**Stored records:**
┄┄┄┄┄┄┄┄┄┄
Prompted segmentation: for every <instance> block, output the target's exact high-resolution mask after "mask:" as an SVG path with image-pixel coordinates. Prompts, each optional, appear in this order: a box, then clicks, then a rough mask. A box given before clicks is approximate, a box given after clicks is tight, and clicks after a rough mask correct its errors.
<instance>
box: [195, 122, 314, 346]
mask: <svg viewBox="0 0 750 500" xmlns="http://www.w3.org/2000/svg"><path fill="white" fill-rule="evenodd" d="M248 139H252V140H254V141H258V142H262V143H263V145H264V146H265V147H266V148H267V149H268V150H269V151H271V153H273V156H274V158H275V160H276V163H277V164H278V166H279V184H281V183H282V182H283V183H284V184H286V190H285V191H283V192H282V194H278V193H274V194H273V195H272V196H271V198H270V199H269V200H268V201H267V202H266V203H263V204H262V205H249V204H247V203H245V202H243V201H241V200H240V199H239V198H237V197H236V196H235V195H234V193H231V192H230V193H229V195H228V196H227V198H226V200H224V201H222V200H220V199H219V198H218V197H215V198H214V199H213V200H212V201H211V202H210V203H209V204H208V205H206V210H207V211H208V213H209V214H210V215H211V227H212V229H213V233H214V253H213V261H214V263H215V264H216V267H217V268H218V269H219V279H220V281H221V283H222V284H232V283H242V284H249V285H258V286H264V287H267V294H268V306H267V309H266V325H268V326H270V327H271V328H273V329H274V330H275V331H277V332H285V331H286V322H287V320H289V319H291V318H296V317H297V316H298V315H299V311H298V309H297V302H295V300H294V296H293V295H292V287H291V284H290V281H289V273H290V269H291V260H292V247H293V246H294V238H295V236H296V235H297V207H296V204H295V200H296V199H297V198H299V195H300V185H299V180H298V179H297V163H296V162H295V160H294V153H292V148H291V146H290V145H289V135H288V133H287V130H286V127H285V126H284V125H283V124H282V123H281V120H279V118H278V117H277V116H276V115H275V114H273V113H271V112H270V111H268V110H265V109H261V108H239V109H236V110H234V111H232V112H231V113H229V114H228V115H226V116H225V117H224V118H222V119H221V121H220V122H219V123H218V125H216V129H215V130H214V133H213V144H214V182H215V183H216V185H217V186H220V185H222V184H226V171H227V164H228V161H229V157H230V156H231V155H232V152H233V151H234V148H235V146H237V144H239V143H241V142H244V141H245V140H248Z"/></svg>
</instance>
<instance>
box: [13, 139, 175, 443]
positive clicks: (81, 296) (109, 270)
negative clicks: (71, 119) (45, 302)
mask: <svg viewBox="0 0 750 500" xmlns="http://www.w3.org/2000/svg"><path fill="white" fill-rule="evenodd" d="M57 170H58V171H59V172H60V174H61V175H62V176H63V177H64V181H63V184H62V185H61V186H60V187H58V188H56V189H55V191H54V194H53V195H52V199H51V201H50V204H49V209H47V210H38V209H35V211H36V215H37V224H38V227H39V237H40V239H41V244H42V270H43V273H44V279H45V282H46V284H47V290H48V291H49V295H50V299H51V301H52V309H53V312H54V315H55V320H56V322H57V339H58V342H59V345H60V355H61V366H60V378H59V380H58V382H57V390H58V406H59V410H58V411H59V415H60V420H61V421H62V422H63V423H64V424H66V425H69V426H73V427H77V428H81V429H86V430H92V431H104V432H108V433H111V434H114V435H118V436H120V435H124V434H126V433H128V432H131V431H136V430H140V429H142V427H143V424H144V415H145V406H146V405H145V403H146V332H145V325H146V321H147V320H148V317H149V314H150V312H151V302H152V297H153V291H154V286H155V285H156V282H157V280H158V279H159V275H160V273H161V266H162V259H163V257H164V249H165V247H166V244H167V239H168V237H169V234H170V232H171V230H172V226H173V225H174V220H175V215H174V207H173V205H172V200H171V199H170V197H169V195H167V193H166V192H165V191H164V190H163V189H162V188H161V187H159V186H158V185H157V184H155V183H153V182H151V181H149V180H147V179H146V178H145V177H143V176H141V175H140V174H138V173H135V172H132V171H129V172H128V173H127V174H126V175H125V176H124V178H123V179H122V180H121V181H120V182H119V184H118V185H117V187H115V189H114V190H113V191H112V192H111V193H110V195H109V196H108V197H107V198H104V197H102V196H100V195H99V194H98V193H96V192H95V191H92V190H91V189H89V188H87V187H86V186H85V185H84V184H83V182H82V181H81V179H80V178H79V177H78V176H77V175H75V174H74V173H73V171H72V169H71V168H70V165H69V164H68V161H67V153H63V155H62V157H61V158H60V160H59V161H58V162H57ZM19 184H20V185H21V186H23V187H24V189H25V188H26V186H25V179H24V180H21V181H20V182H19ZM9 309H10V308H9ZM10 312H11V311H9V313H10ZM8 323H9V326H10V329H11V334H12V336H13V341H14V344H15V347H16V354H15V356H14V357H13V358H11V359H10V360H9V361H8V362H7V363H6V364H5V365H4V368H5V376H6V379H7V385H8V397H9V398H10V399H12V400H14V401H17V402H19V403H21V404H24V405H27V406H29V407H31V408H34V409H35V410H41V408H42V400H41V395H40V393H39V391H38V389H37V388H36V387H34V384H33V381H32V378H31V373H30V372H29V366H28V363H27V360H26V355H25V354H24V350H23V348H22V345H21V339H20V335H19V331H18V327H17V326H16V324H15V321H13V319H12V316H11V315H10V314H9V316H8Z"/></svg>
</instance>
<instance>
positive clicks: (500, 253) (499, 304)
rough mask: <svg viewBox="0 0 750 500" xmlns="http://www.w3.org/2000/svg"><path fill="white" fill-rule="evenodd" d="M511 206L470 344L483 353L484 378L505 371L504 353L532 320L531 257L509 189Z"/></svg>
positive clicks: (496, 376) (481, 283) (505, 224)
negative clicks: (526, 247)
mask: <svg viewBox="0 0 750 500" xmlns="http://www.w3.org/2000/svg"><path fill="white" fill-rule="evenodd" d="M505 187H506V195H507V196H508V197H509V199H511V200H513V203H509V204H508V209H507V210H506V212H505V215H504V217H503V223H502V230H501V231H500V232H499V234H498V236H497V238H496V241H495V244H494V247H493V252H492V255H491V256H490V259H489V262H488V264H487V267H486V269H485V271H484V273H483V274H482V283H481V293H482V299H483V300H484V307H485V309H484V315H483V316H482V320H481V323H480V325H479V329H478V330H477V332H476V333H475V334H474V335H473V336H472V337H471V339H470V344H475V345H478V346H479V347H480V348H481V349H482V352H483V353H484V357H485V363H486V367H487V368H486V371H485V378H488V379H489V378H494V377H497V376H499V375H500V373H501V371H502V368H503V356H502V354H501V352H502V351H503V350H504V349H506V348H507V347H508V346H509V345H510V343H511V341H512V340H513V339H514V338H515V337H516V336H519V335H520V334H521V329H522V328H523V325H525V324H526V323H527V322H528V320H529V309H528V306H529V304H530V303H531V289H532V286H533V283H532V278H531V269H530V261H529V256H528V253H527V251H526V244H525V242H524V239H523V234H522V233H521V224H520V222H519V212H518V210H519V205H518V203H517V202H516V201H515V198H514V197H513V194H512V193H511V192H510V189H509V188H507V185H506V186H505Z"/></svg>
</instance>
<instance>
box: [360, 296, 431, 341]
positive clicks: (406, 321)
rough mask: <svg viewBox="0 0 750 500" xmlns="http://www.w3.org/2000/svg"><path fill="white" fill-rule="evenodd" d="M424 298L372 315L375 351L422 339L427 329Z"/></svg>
┄┄┄┄┄┄┄┄┄┄
**Exercise directions:**
Copy each line exactly, beginning at the one with "positive clicks: (406, 321)" and stopping after the last line of the entries. Include nothing else.

**Output below:**
positive clicks: (406, 321)
rough mask: <svg viewBox="0 0 750 500" xmlns="http://www.w3.org/2000/svg"><path fill="white" fill-rule="evenodd" d="M424 298L372 315L375 351L422 339L427 329Z"/></svg>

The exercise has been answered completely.